Provided data Block Start

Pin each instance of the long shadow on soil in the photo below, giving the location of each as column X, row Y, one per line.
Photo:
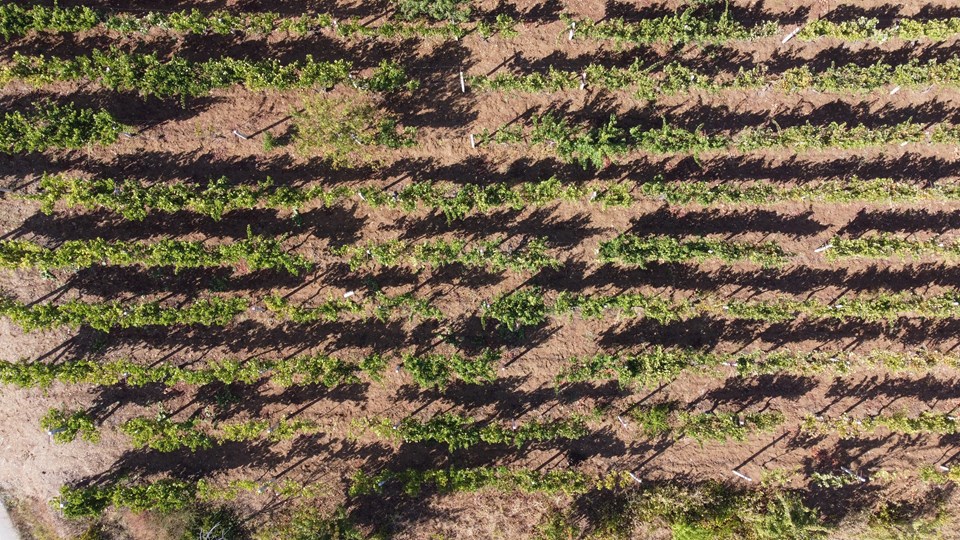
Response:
column 675, row 221
column 339, row 224
column 705, row 332
column 902, row 220
column 749, row 282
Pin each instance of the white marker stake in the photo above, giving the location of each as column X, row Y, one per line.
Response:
column 741, row 475
column 790, row 36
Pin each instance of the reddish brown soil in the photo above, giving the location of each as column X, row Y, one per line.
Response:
column 195, row 142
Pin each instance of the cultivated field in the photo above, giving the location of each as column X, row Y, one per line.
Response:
column 439, row 269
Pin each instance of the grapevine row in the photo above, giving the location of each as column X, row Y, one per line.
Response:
column 652, row 82
column 165, row 435
column 711, row 28
column 528, row 307
column 683, row 27
column 151, row 76
column 134, row 200
column 215, row 311
column 16, row 20
column 256, row 252
column 434, row 370
column 660, row 365
column 457, row 431
column 169, row 494
column 665, row 419
column 50, row 125
column 594, row 147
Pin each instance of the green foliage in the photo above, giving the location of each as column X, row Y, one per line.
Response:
column 527, row 306
column 867, row 29
column 346, row 131
column 640, row 251
column 151, row 76
column 165, row 435
column 57, row 126
column 657, row 81
column 380, row 307
column 660, row 365
column 133, row 200
column 515, row 310
column 256, row 252
column 455, row 479
column 302, row 370
column 594, row 147
column 852, row 189
column 557, row 525
column 689, row 26
column 436, row 253
column 884, row 246
column 439, row 370
column 454, row 11
column 64, row 425
column 107, row 315
column 458, row 431
column 161, row 496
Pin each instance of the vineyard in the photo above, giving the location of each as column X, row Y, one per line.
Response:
column 543, row 269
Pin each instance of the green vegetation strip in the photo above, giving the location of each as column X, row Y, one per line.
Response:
column 104, row 316
column 165, row 435
column 256, row 252
column 655, row 81
column 134, row 200
column 16, row 20
column 691, row 26
column 884, row 246
column 52, row 126
column 434, row 370
column 853, row 189
column 151, row 76
column 660, row 365
column 169, row 494
column 436, row 253
column 594, row 147
column 528, row 307
column 457, row 431
column 665, row 419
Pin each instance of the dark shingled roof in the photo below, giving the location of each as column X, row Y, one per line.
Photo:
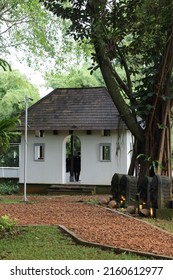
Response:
column 74, row 109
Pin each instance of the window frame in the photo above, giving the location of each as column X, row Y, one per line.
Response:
column 102, row 153
column 40, row 151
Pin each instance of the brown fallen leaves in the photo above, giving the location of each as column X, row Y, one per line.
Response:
column 91, row 223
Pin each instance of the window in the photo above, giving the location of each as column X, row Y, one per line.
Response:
column 105, row 152
column 39, row 133
column 39, row 151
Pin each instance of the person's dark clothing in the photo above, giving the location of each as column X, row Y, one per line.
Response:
column 77, row 167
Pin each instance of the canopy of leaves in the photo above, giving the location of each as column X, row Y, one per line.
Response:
column 13, row 88
column 134, row 34
column 75, row 77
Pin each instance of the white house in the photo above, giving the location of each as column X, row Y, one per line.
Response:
column 85, row 117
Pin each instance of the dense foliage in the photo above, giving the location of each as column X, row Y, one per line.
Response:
column 138, row 37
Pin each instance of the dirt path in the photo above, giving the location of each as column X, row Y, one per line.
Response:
column 91, row 223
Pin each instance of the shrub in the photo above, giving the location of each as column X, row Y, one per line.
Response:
column 8, row 187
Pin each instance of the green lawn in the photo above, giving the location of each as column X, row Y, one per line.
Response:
column 48, row 243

Provided data Block End

* **Exercise directions**
Repeat the material above in full and unchanged, minus its images.

* **Expected output**
Pin each instance of the long shadow on soil in the photo below, giving the location of each as column X, row Y, one per line.
Photo:
Response:
column 675, row 221
column 339, row 224
column 705, row 332
column 902, row 220
column 749, row 282
Pin each instance of the white marker stake in the photo above, giving the location of each as column X, row Y, one per line.
Response:
column 741, row 475
column 790, row 36
Pin each instance of the reddish brown soil in the photo above, giving the location of each as column X, row Y, one per line.
Response:
column 195, row 142
Pin each instance of the cultivated field in the photo above, giving the location of each as column X, row Y, one per line.
Response:
column 439, row 269
Pin each instance of the grapevine row in the photo above, giving the location of each as column X, row Y, one per line.
Response:
column 652, row 82
column 165, row 435
column 711, row 28
column 528, row 307
column 683, row 27
column 151, row 76
column 134, row 200
column 215, row 311
column 16, row 20
column 256, row 252
column 434, row 370
column 660, row 365
column 457, row 431
column 169, row 494
column 665, row 419
column 50, row 125
column 594, row 147
Pin each instance of the green foliage in the photo above, giving the location of each as column X, row Y, one per line.
Response:
column 527, row 306
column 867, row 29
column 346, row 131
column 640, row 251
column 151, row 76
column 165, row 435
column 57, row 126
column 657, row 81
column 380, row 307
column 660, row 365
column 133, row 200
column 515, row 310
column 256, row 252
column 455, row 479
column 302, row 370
column 594, row 147
column 852, row 189
column 557, row 525
column 689, row 26
column 436, row 253
column 884, row 246
column 439, row 370
column 454, row 11
column 64, row 425
column 107, row 315
column 458, row 431
column 161, row 496
Pin each instance of the vineyard in the photo above, giving the location of each as column X, row Y, one per line.
Response:
column 543, row 269
Pin each instance of the green vegetation strip in the photo above, giving the location of each as column X, row Y, one per line.
Response:
column 104, row 316
column 165, row 435
column 256, row 252
column 655, row 81
column 134, row 200
column 16, row 20
column 691, row 26
column 884, row 246
column 52, row 126
column 434, row 370
column 853, row 189
column 151, row 76
column 660, row 365
column 169, row 494
column 436, row 253
column 594, row 147
column 528, row 307
column 457, row 431
column 665, row 419
Pin each instance of the dark shingled roof in the photo below, giving the location of each as column X, row Y, one per line.
Photo:
Response:
column 74, row 109
Pin each instance of the window frame in the photo above, giving the location of each as column X, row Y, one per line.
Response:
column 102, row 153
column 40, row 151
Pin each instance of the brown fallen leaves in the photo above, giving the location of each as column X, row Y, one per line.
Response:
column 91, row 223
Pin each instance of the window in the photo above, giving the location of each as column X, row Y, one per line.
Response:
column 105, row 152
column 39, row 133
column 39, row 151
Pin each instance of the person's dark clothing in the photo above, giving the location of each as column X, row Y, one per line.
Response:
column 77, row 167
Pin each instance of the canopy of leaves in the photo above, giving the location of each as column X, row Y, one per line.
Response:
column 13, row 88
column 134, row 34
column 75, row 77
Pin each instance of the white house in the photo above, giving the location of each as column X, row Y, one per line.
Response:
column 85, row 117
Pin each instance of the dense foliage in the photo above, giving the location of each as column X, row Y, one per line.
Response:
column 138, row 37
Pin each instance of the dirt path in the photo above, giving the location of each as column X, row Y, one per line.
Response:
column 91, row 223
Pin each instance of the shrub in the photo above, giving the location of each as column X, row Y, one per line.
Response:
column 8, row 187
Pin each instance of the green lawn in the photo above, giving the location of each as column X, row Y, one per line.
Response:
column 48, row 243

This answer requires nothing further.